◆ WHAT IS REQUIRED ◆
From the records below, please return each line that holds the word "separate".

◆ Source records ◆
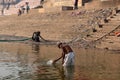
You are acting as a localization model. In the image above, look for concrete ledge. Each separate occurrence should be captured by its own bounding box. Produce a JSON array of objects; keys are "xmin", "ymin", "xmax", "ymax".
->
[
  {"xmin": 43, "ymin": 0, "xmax": 82, "ymax": 12},
  {"xmin": 62, "ymin": 6, "xmax": 73, "ymax": 11}
]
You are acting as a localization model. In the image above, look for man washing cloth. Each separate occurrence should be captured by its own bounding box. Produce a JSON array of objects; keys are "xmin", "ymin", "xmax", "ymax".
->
[{"xmin": 53, "ymin": 43, "xmax": 75, "ymax": 66}]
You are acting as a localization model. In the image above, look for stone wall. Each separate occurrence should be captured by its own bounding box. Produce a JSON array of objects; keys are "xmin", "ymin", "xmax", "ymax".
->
[
  {"xmin": 85, "ymin": 0, "xmax": 120, "ymax": 9},
  {"xmin": 40, "ymin": 0, "xmax": 120, "ymax": 13},
  {"xmin": 42, "ymin": 0, "xmax": 82, "ymax": 12}
]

◆ FINISHED TASK ◆
You are acting as a localization model. In the image above, look for concrete ledge. Each separate occurrence should be captured by its own bounding box. Produce a JSON array of objects; keys are "xmin", "ymin", "xmax", "ymax".
You are acting as a localization model. In the image above, look for man washing cloth. Each separate occurrence should be captured by its own bounding box. Produce a JSON array of objects; keys are "xmin", "ymin", "xmax", "ymax".
You are acting as a localization model. In the image above, look for stone wall. Each separate occurrence should be captured by its own bounding box. Produce a JSON array of objects; keys are "xmin", "ymin", "xmax", "ymax".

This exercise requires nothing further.